------ Data for the task ------

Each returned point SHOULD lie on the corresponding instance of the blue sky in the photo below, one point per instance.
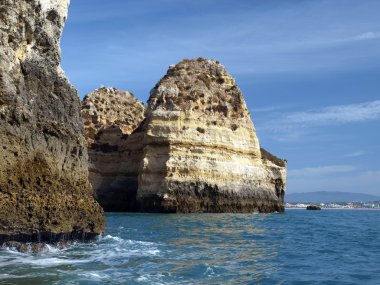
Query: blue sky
(309, 70)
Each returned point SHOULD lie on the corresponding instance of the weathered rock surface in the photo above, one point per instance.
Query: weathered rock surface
(45, 194)
(201, 152)
(313, 208)
(111, 118)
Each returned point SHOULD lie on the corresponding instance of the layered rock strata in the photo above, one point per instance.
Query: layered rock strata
(111, 118)
(201, 151)
(45, 194)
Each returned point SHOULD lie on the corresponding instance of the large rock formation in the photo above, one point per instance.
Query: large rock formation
(45, 194)
(111, 118)
(201, 152)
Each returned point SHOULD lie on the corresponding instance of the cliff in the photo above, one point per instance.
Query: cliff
(201, 151)
(111, 118)
(45, 194)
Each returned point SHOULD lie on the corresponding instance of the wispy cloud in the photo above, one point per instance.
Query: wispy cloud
(356, 153)
(365, 36)
(299, 122)
(339, 114)
(321, 170)
(350, 181)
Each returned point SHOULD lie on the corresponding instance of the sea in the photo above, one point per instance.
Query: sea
(295, 247)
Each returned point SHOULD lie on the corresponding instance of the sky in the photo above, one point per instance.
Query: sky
(309, 71)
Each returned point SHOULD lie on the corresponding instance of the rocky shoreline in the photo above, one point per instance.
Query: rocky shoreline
(192, 148)
(45, 194)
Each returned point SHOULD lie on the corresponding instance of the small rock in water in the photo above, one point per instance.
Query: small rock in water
(313, 207)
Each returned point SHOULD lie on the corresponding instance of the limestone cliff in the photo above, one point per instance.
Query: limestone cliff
(45, 194)
(201, 152)
(111, 118)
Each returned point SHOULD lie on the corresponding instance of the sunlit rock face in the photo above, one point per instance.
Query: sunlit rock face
(111, 118)
(45, 194)
(201, 152)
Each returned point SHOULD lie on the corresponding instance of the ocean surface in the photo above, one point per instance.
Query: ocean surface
(297, 247)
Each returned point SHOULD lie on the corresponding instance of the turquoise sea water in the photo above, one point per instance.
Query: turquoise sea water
(298, 247)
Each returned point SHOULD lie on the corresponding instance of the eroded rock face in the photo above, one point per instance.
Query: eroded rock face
(45, 194)
(111, 118)
(201, 152)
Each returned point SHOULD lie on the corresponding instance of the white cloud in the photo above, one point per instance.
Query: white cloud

------

# [Exercise description]
Once the pictures are set aside, repeat each entry exactly as it stands.

# [Task solution]
Each returned point SHOULD lie on the corresponding instance of the blue sky in the photo below, one point per instance.
Query: blue sky
(309, 70)
Each returned point SHOULD lie on the corresponding instance of the weathered rock surface in the photo above, one point per instance.
Query: weathered rock surface
(45, 194)
(201, 152)
(313, 208)
(111, 118)
Each returned point SHOULD lie on the corresponding instance of the layered rock strata in the photo above, one point per instance.
Query: layered rock strata
(111, 118)
(201, 151)
(45, 194)
Each returned point SHOULD lie on the corresponding instance of the large rock formation in the photo above, one point per instance.
Query: large rock formation
(45, 194)
(111, 118)
(201, 152)
Each returned point SHOULD lie on the corresponding instance of the cliff in the photo above, one point per instance.
Query: cliff
(201, 151)
(111, 118)
(45, 194)
Each returned point SHOULD lie on the corresponding instance of the wispy cloud in the photo above, one point per instance.
Query: wispy cloud
(356, 153)
(365, 36)
(299, 122)
(339, 114)
(321, 170)
(350, 181)
Each returned point SHOULD lie on the corresponding instance of the sea in the photo above, one point per instance.
Query: sea
(295, 247)
Each returned point SHOULD lie on the corresponding instance of the sky in the photo above, one point per instance.
Query: sky
(309, 71)
Each returned point SHOULD lie on the corresponding instance of the rocky shoreline in the photo above, one point per instance.
Query: rocky shoreline
(192, 148)
(45, 194)
Each returned point SHOULD lie on the corresponding instance of the small rock in water in the photo above, one point per instance.
Query: small rock in water
(313, 207)
Each returned point SHOULD lie on the corresponding instance of the limestone cliff in the photo above, one point per instance.
Query: limestone cliff
(45, 194)
(201, 152)
(111, 118)
Each returned point SHOULD lie on the corresponding instance of the sunlit rock face in the photo above, one point per instance.
Query: sunlit rock face
(111, 118)
(45, 194)
(201, 152)
Each returned point SHOULD lie on the corresponding instance of the ocean surface in the photo above, one point per instance.
Query: ocean surface
(297, 247)
Each returned point SHOULD lie on the corresponding instance of the turquoise sea water in the photo above, one point per instance.
Query: turquoise sea water
(298, 247)
Each returned point SHOULD lie on the corresponding instance of the eroded rock face in the photo above, one point per instance.
Query: eroded rock face
(45, 194)
(111, 118)
(201, 152)
Each returned point SHOULD lie on the corresponding instance of the white cloud in the photo above, one point per instance.
Query: white cloud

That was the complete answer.